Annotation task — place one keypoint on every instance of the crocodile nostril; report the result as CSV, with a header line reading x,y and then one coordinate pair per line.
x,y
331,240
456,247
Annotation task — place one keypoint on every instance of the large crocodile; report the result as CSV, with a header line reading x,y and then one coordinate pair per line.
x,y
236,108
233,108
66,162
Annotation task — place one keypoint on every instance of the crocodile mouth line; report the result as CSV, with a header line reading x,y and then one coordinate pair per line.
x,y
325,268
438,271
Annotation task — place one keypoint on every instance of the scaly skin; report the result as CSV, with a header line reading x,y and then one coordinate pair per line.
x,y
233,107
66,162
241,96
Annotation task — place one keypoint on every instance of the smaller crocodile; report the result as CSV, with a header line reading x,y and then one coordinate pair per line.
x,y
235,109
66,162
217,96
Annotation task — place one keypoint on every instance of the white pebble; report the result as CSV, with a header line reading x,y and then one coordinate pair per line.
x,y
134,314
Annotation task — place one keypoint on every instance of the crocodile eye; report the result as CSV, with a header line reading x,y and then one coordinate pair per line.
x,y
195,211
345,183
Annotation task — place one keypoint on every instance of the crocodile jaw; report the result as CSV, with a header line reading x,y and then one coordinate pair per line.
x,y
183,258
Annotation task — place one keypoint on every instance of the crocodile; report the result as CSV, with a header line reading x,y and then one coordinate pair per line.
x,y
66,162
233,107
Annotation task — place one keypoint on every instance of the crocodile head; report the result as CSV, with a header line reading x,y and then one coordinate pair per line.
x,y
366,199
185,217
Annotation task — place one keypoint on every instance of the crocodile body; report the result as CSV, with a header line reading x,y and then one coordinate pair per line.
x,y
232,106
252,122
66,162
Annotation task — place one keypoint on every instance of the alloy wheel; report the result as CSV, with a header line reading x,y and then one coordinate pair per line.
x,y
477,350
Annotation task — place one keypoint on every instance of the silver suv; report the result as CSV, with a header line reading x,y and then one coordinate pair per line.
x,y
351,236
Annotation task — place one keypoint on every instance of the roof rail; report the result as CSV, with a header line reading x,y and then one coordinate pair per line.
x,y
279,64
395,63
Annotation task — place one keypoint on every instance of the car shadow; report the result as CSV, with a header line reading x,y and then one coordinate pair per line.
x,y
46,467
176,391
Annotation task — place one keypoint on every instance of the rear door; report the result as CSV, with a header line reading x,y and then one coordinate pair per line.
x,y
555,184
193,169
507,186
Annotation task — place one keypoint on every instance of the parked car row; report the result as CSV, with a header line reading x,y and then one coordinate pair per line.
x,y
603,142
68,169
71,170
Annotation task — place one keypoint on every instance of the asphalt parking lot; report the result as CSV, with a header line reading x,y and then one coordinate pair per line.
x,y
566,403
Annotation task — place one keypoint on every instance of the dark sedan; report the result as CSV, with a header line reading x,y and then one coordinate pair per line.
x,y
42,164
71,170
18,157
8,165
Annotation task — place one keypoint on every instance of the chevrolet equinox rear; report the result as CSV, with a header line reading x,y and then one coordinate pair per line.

● Written problem:
Reproduce all of the records above, swapping "keypoint" for "marker" wherever it occurs and keeping everything else unchanged.

● Solution to this task:
Annotation task — place one marker on every instance of the crocodile nostril; report the result as CSV, with a header line reading x,y and then one coordinate pair per line.
x,y
331,240
456,247
Annotation task — place one marker on every instance of the large crocodile; report the result as CSV, with a header line reading x,y and then one coordinate pair per line.
x,y
236,108
233,108
66,162
Annotation task — place one marker on every instance of the crocodile mouth line; report the result as CSV, with a header line reading x,y and then one coordinate pair per line.
x,y
325,268
438,271
Annotation task — place one marker on every instance of the scaly skin; report the result as CSV, with a header line reading x,y and then one coordinate pair per line.
x,y
233,107
66,162
241,96
Annotation task — place one marker on every instance of the smaller crocodile; report the result as CSV, with a header line reading x,y and then one coordinate pair per line.
x,y
235,109
66,162
217,96
Annotation task — place one marker on every instance of the white pebble; report the result as CSV, with a header line reading x,y and then one coordinate pair per line.
x,y
134,314
Annotation task — place one marker on every instance of the crocodile eye; report the result as CSV, with a header line reading x,y and then one coordinate pair per line.
x,y
195,211
345,183
Annotation task — place one marker on every instance of the crocodile jaw; report the result as CSV, with a header line reading x,y and then one coordinate pair per line.
x,y
183,258
Annotation task — place one marker on every instance of the crocodile; report the result as CSV, with a header line reading x,y and then one coordinate pair per line.
x,y
66,162
233,107
Annotation task — place one marker on every instance of the crocodile head; report the result as CSV, with a header line reading x,y and then one coordinate pair per line.
x,y
366,199
185,217
Annotation task — place one marker on every instance of the crocodile body; report the result as CSV, with a header line reading x,y and then one coordinate pair per line.
x,y
232,106
252,122
66,162
Annotation task — place one marker on every instance of the alloy wheel; report the result as CSV, with a header line reading x,y and then one coordinate pair per line.
x,y
477,350
Annotation task — place one marker on every instance of the silver suv; report the result as CSV, with a header line reading x,y and then one coordinate pair per line.
x,y
351,236
Annotation task — place one marker on every instance of the roof rail; report the result as CSV, with a header line reading x,y and then one coordinate pair per line.
x,y
279,64
395,63
Annotation task — place one marker on every instance of the car shadow; report the result as CSV, with a header line reading x,y and then one coordinate pair per line.
x,y
46,467
176,391
Annotation task — place one marker on every instance of the rear door; report the result as CSV, with a header line reading x,y and then one coordinate pair per line.
x,y
555,184
193,169
507,186
Annotation task — place one marker on every instance of the parked car row; report the result as CSV, with a header line reading x,y and then one coordinate pair per line.
x,y
603,142
68,169
71,170
Annotation task — place one marker on every instance of the asphalt parking lot; report the result as CSV, with a header line reading x,y and then one coordinate pair per line.
x,y
566,403
Annotation task — place one marker on every instance of the dark sedan; report the result as CSV, with a header line reading x,y and then one coordinate pair per line.
x,y
42,164
71,170
18,157
8,165
Annotation task — place one marker on every instance of the chevrolet equinox rear; report the result as CSV, with a header line reading x,y and then one coordinate pair per line.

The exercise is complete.